▶ _Task details_: Each entry below should be echoed exactly, with pictures omitted.

########################################

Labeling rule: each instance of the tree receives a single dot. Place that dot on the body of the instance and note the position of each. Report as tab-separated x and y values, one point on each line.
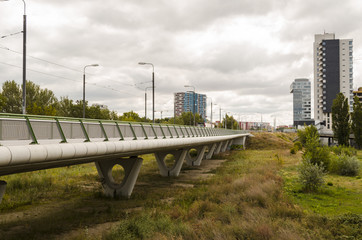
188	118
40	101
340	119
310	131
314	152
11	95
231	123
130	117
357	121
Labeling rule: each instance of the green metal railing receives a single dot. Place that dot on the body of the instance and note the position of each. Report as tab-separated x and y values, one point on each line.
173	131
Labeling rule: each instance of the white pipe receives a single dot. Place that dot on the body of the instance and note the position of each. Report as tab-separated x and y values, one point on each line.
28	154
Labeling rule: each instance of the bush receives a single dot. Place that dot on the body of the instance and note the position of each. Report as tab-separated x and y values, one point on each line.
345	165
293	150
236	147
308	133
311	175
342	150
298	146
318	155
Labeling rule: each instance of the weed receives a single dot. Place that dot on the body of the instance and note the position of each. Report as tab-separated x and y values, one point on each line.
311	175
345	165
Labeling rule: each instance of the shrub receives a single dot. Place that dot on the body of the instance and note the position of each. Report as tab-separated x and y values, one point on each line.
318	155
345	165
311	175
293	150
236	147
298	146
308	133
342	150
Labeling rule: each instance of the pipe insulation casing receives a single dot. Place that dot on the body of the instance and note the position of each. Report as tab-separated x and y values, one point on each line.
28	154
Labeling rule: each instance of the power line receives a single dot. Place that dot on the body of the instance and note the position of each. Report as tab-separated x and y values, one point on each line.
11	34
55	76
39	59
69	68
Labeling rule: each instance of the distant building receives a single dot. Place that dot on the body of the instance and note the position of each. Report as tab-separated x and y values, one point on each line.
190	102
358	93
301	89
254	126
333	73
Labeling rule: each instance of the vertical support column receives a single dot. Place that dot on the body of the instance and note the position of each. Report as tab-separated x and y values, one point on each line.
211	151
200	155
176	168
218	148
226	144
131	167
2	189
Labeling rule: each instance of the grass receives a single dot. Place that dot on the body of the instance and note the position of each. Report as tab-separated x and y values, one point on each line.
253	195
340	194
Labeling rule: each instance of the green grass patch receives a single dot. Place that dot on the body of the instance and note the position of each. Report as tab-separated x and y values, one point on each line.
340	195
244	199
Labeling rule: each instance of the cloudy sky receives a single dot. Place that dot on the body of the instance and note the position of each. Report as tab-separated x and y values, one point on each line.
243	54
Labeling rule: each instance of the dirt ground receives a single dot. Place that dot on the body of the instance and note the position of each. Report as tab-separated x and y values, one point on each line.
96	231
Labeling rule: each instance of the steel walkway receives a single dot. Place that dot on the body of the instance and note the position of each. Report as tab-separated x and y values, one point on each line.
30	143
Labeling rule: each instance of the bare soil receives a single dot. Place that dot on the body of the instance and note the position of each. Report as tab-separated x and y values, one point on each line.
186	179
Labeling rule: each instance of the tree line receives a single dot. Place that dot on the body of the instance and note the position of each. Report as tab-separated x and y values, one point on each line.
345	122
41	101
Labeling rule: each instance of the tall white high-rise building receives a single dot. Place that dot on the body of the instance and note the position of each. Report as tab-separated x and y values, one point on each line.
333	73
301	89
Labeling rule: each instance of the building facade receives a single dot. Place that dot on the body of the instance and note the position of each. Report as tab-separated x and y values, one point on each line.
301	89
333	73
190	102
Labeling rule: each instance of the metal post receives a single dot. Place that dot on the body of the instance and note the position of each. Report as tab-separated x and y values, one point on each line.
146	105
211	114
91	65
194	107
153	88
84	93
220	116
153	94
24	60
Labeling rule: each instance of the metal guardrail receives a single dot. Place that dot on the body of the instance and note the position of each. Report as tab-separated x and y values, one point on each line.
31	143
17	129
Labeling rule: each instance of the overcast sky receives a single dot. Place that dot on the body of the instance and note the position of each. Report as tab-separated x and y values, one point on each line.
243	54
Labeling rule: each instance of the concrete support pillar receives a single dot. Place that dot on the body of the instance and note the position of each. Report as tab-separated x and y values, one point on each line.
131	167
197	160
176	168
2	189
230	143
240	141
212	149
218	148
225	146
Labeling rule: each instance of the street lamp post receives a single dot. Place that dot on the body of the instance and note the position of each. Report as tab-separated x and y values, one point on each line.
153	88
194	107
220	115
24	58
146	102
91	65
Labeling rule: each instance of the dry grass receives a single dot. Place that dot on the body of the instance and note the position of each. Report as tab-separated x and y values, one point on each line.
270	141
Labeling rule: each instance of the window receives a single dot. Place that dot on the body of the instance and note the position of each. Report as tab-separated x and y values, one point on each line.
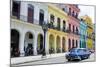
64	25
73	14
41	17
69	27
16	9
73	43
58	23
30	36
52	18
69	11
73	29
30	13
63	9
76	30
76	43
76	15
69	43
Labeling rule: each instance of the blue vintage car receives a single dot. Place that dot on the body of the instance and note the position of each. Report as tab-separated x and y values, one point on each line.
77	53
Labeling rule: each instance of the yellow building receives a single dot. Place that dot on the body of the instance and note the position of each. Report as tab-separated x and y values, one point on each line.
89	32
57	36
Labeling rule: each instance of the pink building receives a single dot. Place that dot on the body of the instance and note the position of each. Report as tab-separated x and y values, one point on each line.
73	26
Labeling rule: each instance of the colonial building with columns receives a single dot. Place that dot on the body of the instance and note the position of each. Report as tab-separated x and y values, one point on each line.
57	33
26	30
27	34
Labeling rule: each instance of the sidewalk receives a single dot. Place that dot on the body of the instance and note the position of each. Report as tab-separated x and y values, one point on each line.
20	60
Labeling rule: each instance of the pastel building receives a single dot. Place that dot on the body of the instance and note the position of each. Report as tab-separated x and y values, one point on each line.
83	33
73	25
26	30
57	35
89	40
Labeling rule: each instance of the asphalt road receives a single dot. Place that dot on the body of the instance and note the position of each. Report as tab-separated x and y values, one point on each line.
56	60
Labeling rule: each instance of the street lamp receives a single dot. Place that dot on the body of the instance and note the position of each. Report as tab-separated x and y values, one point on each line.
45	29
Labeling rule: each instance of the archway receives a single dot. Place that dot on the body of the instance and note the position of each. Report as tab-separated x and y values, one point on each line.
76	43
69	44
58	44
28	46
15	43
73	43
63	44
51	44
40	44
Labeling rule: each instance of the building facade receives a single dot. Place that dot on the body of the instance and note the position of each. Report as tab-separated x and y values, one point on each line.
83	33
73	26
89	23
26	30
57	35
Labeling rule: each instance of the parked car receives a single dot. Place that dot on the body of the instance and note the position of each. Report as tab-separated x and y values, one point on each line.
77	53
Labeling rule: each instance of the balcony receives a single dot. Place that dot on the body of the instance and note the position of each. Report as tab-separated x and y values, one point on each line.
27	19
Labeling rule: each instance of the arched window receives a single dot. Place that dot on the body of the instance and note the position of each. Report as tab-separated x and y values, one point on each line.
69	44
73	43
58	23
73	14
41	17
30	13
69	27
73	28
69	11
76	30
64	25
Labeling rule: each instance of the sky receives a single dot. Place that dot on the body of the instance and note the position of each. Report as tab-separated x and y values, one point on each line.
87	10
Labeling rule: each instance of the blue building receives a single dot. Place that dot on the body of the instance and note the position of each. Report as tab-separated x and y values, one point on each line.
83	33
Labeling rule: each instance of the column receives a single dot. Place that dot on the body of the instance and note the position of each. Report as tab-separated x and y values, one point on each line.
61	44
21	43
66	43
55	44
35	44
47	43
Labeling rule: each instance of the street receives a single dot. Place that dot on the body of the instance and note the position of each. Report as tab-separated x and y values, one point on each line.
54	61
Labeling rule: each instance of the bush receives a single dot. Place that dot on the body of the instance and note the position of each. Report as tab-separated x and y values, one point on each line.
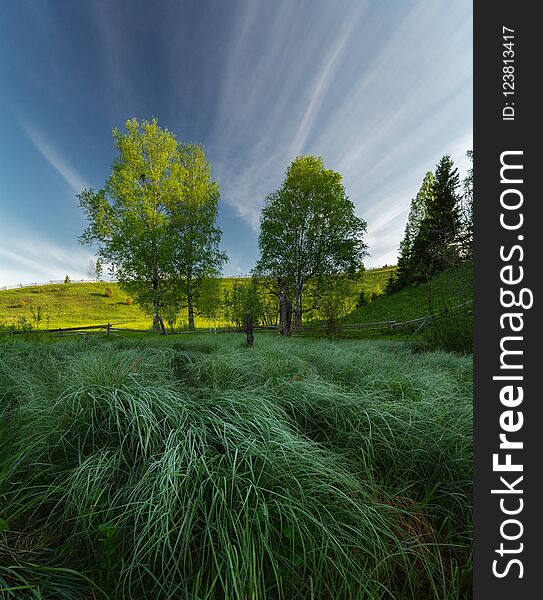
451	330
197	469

########################################

▶ _Solution for this exercise_:
Labeling rule: each instance of the tree receives a single dot. Place that dot on the body of the instance and note the position of each. Report as tab-separated x and y values, one point on each line.
188	118
40	101
340	119
310	131
314	152
11	95
231	123
130	117
357	121
Labeling rule: each instance of the green metal railing receives a single dot. Place that dot on the body of the instance and note the position of each. Report as tab-separated x and y values, one point on each line.
173	131
Labeling rule: each instance of the white pipe receives a single dot. Place that dot on the body of the instance and note the position of each. Report as tab-separated x and y values, one point on each line.
28	154
Labeling rule: each instance of the bush receives a single dot. Place that dot on the body of the instance and note the position of each. Report as tab-separated x and y values, one point on each line.
345	165
293	150
236	147
308	133
311	175
342	150
298	146
318	155
Labeling rule: each instance of the weed receives a single dot. Place that dot on the body of the instance and note the position of each. Report as tab-separated x and y values, one point on each line.
311	175
345	165
Labeling rule: each instance of the shrub receives a single dot. Place that dot on the body of the instance and note the position of each. Report as tab-separated x and y values, one point on each line.
318	155
345	165
311	175
293	150
236	147
298	146
308	133
342	150
Labeling rule: each instance of the pipe insulation casing receives a single dot. Place that dot on the body of the instance and note the position of each. Report as tab-separated x and y values, one point on each line.
28	154
Labeling rule: each instance of the power line receives a single dot. Place that dot on the body of the instance and note the position of each. Report as tab-separated x and y values, one point on each line.
11	34
55	76
39	59
69	68
Labeling rule: each instance of the distant building receives a single dot. Place that dot on the body of the instance and note the position of each. Report as tab-separated x and y values, one point on each line.
190	102
358	93
301	89
254	126
333	73
Labeling rule: each instance of the vertical support column receives a single dot. Place that dot on the body of the instance and note the position of each. Report as tab-separated x and y values, one point on each line.
211	151
200	155
176	168
218	148
226	144
131	167
2	189
Labeling rule: each instance of the grass receives a single dot. Place that dot on the body of the instance and note the position of each. Report as tab-separated x and y values, one point on each line.
253	195
340	194
Labeling rule: each instance of the green grass patch receives a single dot. Place that dot on the body of the instance and note the position of each. Report as tab-separated x and y values, one point on each line.
340	195
244	199
Labeling rule: each instance of the cloudy sky receives a single dot. Place that dot on the body of the instance and note the position of each. Report as tab-separated x and y values, one point on each line.
243	54
Labeling rule: each instance of the dirt ground receives a single dot. Place that dot on the body of the instance and note the position of each. Report as tab-separated x and y values, one point on each line.
96	231
Labeling rule: each instance of the steel walkway receives a single dot. Place that dot on the body of the instance and note the position of each. Report as tab-separated x and y values, one point on each line.
30	143
Labeling rule: each instance of the bare soil receives a single dot. Place that dot on the body of the instance and note the position of each. Report as tab-separated x and y values, one point on each line.
186	179
Labeling rule: each instance of the tree line receives a single dot. Place that dot on the body of the instance and note the position of each. Report as tab-separated x and y values, one point on each line.
345	122
41	101
Labeling rule: each instance of the tall white high-rise building receives a single dot. Place that dot on the body of the instance and note the position of each. Report as tab-separated x and y values, one point on each line.
333	73
301	89
Labeling rule: each instance of the building facade receives a single dot. Place that dot on the body of the instance and note the position of each. Report as tab-separated x and y values, one point on each line.
301	89
333	73
190	102
Labeling rule: each instance of the metal post receives a single dot. Place that dot on the body of the instance and note the position of each. Report as tab-separated x and y values, one point on each line.
146	105
211	114
91	65
194	107
153	88
84	93
220	116
153	94
24	60
Labeling rule: each instance of the metal guardrail receives a single dot. Place that dot on the body of the instance and note the position of each. Report as tab-separated x and y values, one point on each line.
31	143
17	129
Labeling rule: each instance of the overcast sky receives a single dot. Place that dot on the body of the instance and note the position of each. Report as tab-separated x and y values, one point on each line.
243	54
Labeling rule: each instance of the concrete support pillar receives a single dot. Place that dot on the body of the instance and note the position of each. Report as tab-separated x and y values, one point on each line.
131	167
197	160
176	168
2	189
230	143
240	141
212	149
218	148
225	146
Labeling rule: each instance of the street lamp post receives a single dot. Place that dot on the body of the instance and note the position of each. Report as tab-separated x and y values, one point on each line.
153	88
194	107
220	115
24	58
146	102
91	65
Labeling rule: each instance of the dry grass receives a single dot. Place that dot on the body of the instance and note the position of each. Report as tab-separated x and y values, one point on each line.
270	141
Labeling rule: each instance of the window receives a single dot. Place that dot on the body of the instance and note the position of each. Report as tab-separated x and y values, one point on each line.
64	25
73	14
41	17
69	27
16	9
73	43
58	23
30	36
52	18
69	11
73	29
30	13
63	9
76	30
76	43
76	15
69	43
Labeling rule: each instance of the blue vintage car receives a single dot. Place that dot on the body of the instance and note the position of each. Report as tab-separated x and y values, one point on each line.
77	53
Labeling rule: each instance of the yellow building receives a single dot. Place that dot on the body of the instance and note the position of each. Report as tab-separated x and y values, one point on each line.
89	32
57	36
Labeling rule: each instance of the pink building receives a single dot. Place that dot on the body of the instance and note the position of each. Report as tab-separated x and y values, one point on each line.
73	26
Labeling rule: each instance of the colonial building with columns receives a single dot. Place that dot on the body of the instance and note the position of each. Report as tab-separated x and y values, one point on each line.
57	33
26	30
27	34
Labeling rule: each instance of the sidewalk receives a single dot. Place that dot on the body of the instance and note the position of each. Report as tab-separated x and y values, one point on each line.
20	60
Labeling rule: each instance of the pastel building receives a single dot. Place that dot on the body of the instance and note the position of each. Report as tab-separated x and y values, one point on each line.
83	33
73	25
26	30
57	35
89	40
Labeling rule: each instance of the asphalt road receives a single dot. Place that dot on the body of the instance and note the position of each. Report as tab-separated x and y values, one point on each line.
56	60
Labeling rule: each instance of the street lamp receives a single dot. Place that dot on the body of the instance and note the position of each. Report as tab-separated x and y values, one point on each line.
45	29
Labeling rule: each instance of the archway receives a single dot. Place that dot on the body of the instance and note the position of each. Report as tab-separated x and y values, one point on each line.
76	43
69	44
58	44
28	46
15	43
73	43
63	44
51	44
40	44
Labeling rule: each instance of the building facade receives a single dot. Place that dot on the body of the instance and note the position of each. Report as tab-separated x and y values, one point on each line.
83	33
73	26
89	23
26	30
57	35
Labeling rule: each instance of the parked car receives a single dot. Place that dot on the body of the instance and note the position of each. Report as tab-separated x and y values, one point on each line.
77	53
Labeling rule: each instance of the balcony receives a single dot. Place that dot on the body of the instance and note the position of each. Report as tab-separated x and y values, one point on each line.
27	19
Labeling rule: each instance of the arched window receives a single dot. Place that dot on the body of the instance and note the position of each. Report as tab-separated x and y values, one point on each line.
69	44
73	43
58	23
73	14
41	17
30	13
69	27
73	28
69	11
76	30
64	25
Labeling rule: each instance of the sky receives a single dot. Place that dot on the body of the instance and note the position of each. Report as tab-separated x and y values, one point on each line.
87	10
Labeling rule: each instance of the blue building receives a single dot. Place that dot on the body of the instance and note the position of each. Report as tab-separated x and y values, one point on each line.
83	33
Labeling rule: each instance of the column receives a single dot. Place that dot on the body of the instance and note the position of each. Report as tab-separated x and y values, one point on each line.
61	44
21	43
66	43
55	44
35	44
47	43
Labeling rule: each instance of the street receives a single dot. Place that dot on the body of the instance and note the position of each. Report as tab-separated x and y values, one point on each line.
54	61
Labeling rule: each instance of the bush receives a single dot. Place that dot on the body of the instance and note the position of each. Report as tab-separated x and y values, one point on each line.
451	330
197	469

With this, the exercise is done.